• [Exercise requirements]:
Retype all of the rows below word for word, keeping every character unchanged.

• [Data to use]:
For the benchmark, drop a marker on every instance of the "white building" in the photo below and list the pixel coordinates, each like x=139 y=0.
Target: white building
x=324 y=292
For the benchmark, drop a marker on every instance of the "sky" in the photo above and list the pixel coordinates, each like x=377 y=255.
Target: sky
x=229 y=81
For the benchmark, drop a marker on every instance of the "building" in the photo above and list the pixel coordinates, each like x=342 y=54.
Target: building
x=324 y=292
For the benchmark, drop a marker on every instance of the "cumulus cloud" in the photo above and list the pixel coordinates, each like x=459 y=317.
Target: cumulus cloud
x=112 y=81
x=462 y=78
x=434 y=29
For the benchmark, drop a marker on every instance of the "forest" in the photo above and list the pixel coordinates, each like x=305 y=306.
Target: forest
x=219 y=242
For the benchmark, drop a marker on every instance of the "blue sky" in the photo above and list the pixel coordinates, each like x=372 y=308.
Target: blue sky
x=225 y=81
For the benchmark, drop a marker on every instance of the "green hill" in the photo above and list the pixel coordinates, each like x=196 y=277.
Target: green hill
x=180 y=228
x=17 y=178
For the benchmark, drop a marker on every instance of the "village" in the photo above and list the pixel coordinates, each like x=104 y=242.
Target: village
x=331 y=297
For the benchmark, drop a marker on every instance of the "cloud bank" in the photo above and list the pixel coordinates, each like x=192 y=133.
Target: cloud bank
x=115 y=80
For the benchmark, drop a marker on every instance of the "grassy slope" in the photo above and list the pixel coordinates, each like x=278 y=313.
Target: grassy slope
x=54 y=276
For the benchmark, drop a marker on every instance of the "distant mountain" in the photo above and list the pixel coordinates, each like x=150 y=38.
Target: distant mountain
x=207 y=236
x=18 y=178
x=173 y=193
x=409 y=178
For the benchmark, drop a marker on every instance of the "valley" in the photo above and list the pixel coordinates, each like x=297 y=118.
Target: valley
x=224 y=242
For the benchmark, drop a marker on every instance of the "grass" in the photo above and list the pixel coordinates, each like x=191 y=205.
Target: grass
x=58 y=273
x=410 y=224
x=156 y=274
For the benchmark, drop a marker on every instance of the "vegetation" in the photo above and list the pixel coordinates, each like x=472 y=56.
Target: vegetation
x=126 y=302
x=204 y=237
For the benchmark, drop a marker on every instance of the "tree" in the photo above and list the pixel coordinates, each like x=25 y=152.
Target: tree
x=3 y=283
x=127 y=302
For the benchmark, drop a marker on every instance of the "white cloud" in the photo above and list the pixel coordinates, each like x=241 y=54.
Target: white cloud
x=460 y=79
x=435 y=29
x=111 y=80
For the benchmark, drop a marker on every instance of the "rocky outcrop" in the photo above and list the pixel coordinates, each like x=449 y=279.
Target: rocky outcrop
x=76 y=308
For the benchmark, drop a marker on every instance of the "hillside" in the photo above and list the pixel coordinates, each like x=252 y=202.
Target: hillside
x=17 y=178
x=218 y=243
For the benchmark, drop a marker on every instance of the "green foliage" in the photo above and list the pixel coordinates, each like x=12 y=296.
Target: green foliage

• [Completed exercise]:
For the benchmark, drop a marker on every instance of the "white building" in the photo below and list the pixel coordinates, each like x=139 y=0.
Target: white building
x=324 y=292
For the benchmark, drop a marker on every instance of the "sky" in the photo above and list the pixel coordinates, each like x=377 y=255.
Target: sky
x=229 y=81
For the benchmark, drop a marker on every instance of the "building" in the photo above and list the pixel coordinates, each like x=342 y=54.
Target: building
x=324 y=292
For the benchmark, drop a marker on every instance of the "cumulus cloud" in the photo above and list the pixel coordinates, each like x=459 y=317.
Target: cumulus cloud
x=112 y=81
x=462 y=78
x=434 y=29
For the benchmark, drop a marker on every instance of the "forest" in the photo above and list the pixel coordinates, each like x=305 y=306.
Target: forest
x=219 y=242
For the benchmark, drop a marker on every instance of the "blue sky" in the photo above and list the pixel coordinates, each like x=372 y=308.
Target: blue sky
x=225 y=81
For the benchmark, drop a marker on every instance of the "green hill" in the photo above and list the pixel coordinates, each like x=196 y=277.
Target: green hill
x=180 y=228
x=17 y=178
For the benchmark, drop a marker on every instance of the "village" in the photo above and list the pixel coordinates, each like x=104 y=242.
Target: village
x=331 y=297
For the benchmark, drop a marker on every instance of the "cloud bank" in the photo above and list the pixel coordinates, each like x=192 y=133.
Target: cloud bank
x=115 y=80
For the benchmark, drop a marker on every instance of the "grassy slope" in the photo above and list the pixel coordinates, each like x=278 y=313.
Target: grassy slope
x=54 y=276
For the benchmark, drop a marker on every instance of the "distant mountain" in the photo above and list the pixel coordinates, each like x=150 y=38.
Target: distant mountain
x=207 y=236
x=18 y=178
x=173 y=193
x=409 y=178
For the benchmark, drop a marker on every instance of the "valley" in the photo above and list the pixel coordinates, each like x=297 y=118.
Target: valley
x=224 y=242
For the benchmark, drop a marker on every instance of the "grass" in the photo above and list the pixel coordinates, each like x=191 y=205.
Target: grass
x=58 y=273
x=410 y=224
x=156 y=274
For the benchmark, drop a marker on every instance of the "vegetation" in the photo above and list the pixel coordinates, each like x=472 y=56.
Target: vegetation
x=126 y=302
x=204 y=237
For the benchmark, drop a marker on every instance of the "tree" in the photo above and list the pixel coordinates, each like x=25 y=152.
Target: tree
x=3 y=283
x=127 y=302
For the benchmark, drop a marker on every instance of the "white cloud" in the photo above and list the pixel coordinates, each like x=241 y=54.
Target: white cloud
x=460 y=79
x=435 y=29
x=111 y=80
For the benchmark, drop a marker on every instance of the "rocky outcrop" in the photo above and list the pixel coordinates, each like x=449 y=279.
Target: rocky outcrop
x=76 y=308
For the benchmark, drop a marker on every instance of the "hillside" in the photo above and list the pixel coordinates, each like x=252 y=202.
Target: hillside
x=17 y=178
x=218 y=243
For the benchmark, drop a marker on every instance of the "green foliage" in the photo above and list the pixel coordinates, each like x=12 y=296.
Target: green foliage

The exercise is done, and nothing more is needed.